*** Given data Section Begins ***

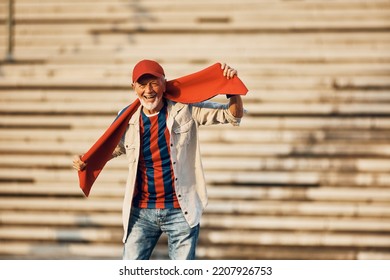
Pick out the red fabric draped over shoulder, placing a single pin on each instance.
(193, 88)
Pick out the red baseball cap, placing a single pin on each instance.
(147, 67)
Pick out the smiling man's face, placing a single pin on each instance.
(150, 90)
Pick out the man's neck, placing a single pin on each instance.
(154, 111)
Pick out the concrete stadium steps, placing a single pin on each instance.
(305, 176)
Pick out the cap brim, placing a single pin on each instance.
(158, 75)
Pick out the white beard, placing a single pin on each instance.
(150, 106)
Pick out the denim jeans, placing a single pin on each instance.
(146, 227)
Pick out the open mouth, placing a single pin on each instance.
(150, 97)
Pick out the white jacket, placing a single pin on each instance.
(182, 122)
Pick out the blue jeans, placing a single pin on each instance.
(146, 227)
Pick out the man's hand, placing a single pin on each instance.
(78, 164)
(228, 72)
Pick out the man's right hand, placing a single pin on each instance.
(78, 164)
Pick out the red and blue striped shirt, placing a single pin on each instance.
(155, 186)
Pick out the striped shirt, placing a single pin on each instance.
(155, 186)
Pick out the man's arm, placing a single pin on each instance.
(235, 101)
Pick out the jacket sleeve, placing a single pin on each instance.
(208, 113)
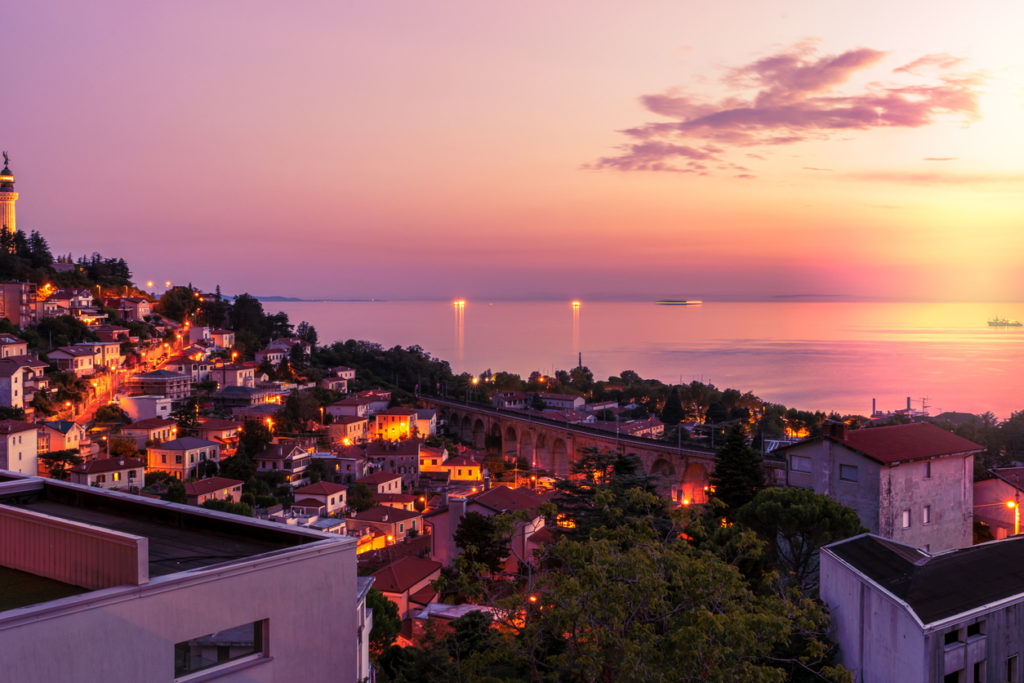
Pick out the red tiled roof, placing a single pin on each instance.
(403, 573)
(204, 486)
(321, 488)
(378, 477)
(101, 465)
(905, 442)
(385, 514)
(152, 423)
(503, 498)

*** Given data Section Ends ***
*** Given data Section Begins ***

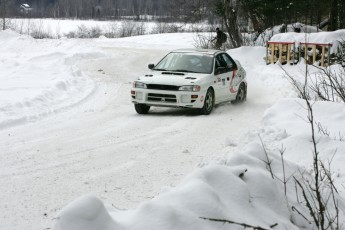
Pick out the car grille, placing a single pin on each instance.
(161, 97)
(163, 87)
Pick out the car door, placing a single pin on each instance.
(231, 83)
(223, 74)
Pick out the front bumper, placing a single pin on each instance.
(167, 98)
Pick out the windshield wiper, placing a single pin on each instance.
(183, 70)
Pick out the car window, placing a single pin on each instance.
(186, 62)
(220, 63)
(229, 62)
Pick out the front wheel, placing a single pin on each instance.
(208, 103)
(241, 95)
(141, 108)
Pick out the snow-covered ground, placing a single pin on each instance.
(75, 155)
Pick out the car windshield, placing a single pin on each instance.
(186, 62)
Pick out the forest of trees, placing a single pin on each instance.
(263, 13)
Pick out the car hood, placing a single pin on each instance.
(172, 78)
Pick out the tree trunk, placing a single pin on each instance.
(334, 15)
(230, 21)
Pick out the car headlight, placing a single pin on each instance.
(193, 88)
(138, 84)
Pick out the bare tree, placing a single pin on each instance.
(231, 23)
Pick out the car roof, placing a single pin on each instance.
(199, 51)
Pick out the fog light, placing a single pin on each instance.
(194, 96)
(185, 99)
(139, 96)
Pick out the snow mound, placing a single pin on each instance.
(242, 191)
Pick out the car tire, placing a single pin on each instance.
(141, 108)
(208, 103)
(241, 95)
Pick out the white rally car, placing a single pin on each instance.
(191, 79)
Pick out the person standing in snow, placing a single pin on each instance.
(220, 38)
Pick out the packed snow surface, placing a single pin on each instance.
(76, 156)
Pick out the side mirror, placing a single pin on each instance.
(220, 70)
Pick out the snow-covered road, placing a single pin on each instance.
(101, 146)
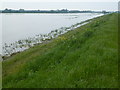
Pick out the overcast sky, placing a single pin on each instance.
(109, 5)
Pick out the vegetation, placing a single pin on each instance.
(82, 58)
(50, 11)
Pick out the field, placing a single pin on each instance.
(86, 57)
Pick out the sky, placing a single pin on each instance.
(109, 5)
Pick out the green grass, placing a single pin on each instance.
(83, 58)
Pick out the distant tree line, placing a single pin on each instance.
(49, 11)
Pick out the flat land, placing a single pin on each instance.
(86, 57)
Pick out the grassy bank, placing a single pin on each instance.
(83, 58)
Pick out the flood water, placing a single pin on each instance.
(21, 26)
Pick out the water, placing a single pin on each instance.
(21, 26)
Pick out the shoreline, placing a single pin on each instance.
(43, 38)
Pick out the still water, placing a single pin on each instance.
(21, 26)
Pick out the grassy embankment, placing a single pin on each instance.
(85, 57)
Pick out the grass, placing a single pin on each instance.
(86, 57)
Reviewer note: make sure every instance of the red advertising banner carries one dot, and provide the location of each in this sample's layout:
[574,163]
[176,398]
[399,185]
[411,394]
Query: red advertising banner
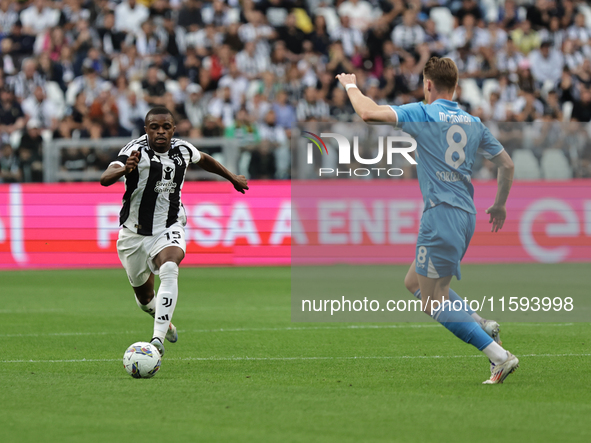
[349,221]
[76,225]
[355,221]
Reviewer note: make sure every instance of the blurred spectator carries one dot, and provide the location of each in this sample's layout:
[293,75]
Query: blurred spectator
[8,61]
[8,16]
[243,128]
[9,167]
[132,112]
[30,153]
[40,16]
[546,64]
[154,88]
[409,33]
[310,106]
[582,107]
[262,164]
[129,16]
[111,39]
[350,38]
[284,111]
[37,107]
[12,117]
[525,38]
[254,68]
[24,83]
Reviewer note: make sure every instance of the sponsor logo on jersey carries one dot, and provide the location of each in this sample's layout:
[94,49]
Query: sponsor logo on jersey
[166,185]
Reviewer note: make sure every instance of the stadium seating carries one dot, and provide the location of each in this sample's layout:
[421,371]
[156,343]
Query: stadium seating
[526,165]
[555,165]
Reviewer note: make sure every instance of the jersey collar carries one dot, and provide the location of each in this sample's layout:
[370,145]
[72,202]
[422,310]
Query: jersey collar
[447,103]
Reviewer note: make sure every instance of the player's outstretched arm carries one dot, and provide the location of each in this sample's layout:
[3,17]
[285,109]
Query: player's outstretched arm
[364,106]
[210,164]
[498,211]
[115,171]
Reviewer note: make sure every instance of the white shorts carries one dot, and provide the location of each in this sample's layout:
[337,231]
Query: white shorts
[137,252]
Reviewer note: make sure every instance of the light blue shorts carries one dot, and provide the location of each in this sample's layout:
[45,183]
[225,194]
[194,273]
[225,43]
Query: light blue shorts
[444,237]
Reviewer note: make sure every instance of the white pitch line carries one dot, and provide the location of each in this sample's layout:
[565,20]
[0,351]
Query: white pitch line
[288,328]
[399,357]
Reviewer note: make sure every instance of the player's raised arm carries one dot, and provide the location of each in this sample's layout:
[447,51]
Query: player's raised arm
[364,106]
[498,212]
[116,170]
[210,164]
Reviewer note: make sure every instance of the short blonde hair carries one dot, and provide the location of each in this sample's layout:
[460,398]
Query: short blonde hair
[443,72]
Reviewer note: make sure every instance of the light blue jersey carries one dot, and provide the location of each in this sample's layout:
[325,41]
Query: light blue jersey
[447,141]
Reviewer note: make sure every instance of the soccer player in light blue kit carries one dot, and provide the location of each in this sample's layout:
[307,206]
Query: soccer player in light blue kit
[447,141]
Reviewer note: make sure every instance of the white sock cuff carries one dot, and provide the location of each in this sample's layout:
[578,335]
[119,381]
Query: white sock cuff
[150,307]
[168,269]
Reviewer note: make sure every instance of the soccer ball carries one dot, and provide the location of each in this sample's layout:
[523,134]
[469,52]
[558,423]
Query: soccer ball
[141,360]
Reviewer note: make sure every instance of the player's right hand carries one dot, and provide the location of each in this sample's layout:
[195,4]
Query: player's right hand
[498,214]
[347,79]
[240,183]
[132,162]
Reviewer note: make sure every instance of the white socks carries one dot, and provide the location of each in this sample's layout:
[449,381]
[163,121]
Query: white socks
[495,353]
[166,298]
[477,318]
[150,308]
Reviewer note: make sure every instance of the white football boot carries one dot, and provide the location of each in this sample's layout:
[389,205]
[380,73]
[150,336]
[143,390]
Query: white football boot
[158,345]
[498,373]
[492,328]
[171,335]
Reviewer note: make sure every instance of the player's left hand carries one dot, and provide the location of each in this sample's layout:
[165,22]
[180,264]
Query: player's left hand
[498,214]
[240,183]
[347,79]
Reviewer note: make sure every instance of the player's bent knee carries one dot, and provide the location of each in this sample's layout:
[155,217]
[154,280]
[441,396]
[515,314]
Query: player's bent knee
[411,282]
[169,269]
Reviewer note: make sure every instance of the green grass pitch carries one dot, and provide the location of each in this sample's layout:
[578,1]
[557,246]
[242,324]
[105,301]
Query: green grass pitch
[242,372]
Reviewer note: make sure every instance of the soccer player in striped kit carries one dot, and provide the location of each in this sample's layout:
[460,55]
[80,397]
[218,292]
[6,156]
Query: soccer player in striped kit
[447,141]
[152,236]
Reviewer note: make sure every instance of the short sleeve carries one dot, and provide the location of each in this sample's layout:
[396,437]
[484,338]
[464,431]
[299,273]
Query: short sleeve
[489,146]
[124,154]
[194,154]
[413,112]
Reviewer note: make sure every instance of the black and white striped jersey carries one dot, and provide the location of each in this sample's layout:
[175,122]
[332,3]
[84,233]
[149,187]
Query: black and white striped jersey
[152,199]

*** Given data Section Ends ***
*** Given data Section Begins ***

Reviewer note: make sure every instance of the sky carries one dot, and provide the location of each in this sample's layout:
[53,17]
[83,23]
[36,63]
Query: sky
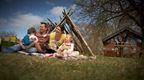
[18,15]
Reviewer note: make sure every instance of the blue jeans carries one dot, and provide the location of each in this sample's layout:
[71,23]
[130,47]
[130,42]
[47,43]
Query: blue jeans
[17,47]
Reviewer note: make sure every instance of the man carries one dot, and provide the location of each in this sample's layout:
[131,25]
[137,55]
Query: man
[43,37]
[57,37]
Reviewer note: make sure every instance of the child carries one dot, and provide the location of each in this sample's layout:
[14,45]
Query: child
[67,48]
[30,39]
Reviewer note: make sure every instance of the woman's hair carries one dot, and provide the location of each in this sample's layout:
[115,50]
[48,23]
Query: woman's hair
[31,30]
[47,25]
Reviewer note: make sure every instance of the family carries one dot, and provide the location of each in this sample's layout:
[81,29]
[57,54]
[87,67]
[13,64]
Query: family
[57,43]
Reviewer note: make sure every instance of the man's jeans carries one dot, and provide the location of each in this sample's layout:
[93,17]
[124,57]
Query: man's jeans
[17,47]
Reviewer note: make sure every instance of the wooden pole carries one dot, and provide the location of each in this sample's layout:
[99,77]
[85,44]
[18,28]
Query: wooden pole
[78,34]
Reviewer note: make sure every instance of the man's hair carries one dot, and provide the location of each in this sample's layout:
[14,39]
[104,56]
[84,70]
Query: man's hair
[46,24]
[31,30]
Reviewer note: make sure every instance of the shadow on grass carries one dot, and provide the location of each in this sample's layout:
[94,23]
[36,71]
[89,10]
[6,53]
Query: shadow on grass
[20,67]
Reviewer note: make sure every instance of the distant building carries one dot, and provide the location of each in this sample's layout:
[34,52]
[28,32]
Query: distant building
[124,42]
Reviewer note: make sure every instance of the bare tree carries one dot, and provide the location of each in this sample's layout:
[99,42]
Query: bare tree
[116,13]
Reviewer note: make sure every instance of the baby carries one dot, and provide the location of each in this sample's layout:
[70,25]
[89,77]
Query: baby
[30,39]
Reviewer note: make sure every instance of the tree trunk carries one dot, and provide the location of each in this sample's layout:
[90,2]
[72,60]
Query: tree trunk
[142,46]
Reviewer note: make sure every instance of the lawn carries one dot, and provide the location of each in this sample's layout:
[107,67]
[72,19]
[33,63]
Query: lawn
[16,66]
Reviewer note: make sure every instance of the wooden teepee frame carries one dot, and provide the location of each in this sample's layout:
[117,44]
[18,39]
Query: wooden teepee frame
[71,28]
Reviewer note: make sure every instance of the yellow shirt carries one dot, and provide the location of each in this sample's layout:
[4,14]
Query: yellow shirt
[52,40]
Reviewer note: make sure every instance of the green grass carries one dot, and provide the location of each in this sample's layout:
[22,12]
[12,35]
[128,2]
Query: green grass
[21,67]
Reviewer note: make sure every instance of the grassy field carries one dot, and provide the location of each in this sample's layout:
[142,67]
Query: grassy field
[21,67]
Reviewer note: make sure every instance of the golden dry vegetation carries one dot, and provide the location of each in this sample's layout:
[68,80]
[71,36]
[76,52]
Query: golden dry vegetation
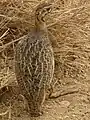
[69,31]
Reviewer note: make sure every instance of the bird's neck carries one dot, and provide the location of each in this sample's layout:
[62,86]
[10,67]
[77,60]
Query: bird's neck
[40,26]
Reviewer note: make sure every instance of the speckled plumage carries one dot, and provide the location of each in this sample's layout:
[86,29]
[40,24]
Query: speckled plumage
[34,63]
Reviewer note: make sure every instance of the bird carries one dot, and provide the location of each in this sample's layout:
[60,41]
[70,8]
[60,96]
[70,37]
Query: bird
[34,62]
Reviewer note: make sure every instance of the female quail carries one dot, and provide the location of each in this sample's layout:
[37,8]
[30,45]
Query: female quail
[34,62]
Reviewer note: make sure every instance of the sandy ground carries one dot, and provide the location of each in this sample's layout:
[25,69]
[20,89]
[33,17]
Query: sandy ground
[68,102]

*** Given data Section Ends ***

*Work request:*
Take the material above and output only the lines from the one that contains "Pick out the water, placing" through the one that contains "Reviewer note: make sure every instance of the light blue shorts", ends included and images left out.

*Result:*
Pick out the water, placing a single pin on each instance.
(21, 26)
Pick out the shoreline, placing a single pin on each instance.
(43, 38)
Pick out the still water, placing a single pin on each instance.
(21, 26)
Pick out the grassy embankment, placing a single pin on each instance.
(85, 57)
Pick out the grass, placing a single pin on each instance.
(86, 57)
Reviewer note: make sure every instance of the red advertising banner carries one dot, and provide the location of each in this sample's layout:
[574,163]
[176,398]
[399,185]
[411,394]
Query: red advertising banner
[349,221]
[76,225]
[355,221]
Reviewer note: make sure every instance of the blurred spectator carries one dot, and provide the location of each in this sample's layout:
[293,75]
Query: blurred spectator
[8,61]
[8,16]
[243,128]
[9,167]
[132,112]
[30,153]
[40,16]
[546,64]
[154,88]
[409,33]
[310,106]
[582,107]
[262,164]
[129,16]
[111,39]
[350,38]
[284,111]
[37,107]
[12,117]
[525,38]
[254,68]
[24,83]
Reviewer note: make sure every instance of the sponsor logo on jersey carries one dot, and provide the location of each in this sample's layout:
[94,49]
Query: sponsor logo on jersey
[166,185]
Reviewer note: make sure every instance of the stadium seating carries one dot, and provide the location of each in this sample's layout:
[421,371]
[156,343]
Query: stadium seating
[526,165]
[555,165]
Reviewer note: make sure every instance of the jersey collar carries one dot, and provide the location of each in this sample's layout:
[370,145]
[72,202]
[422,310]
Query: jersey collar
[447,103]
Reviewer note: make sure every instance of the player's outstretched arm carries one dot, and provide the location of each in this sample's layout:
[3,17]
[285,109]
Query: player's outstretched arm
[364,106]
[210,164]
[498,211]
[115,171]
Reviewer note: make sure every instance of the white shorts carries one dot, and provide the location of each in this sample's layout:
[337,231]
Query: white shorts
[137,252]
Reviewer note: make sure every instance of the light blue shorts carries one dot, and provide the location of each in this sample's layout:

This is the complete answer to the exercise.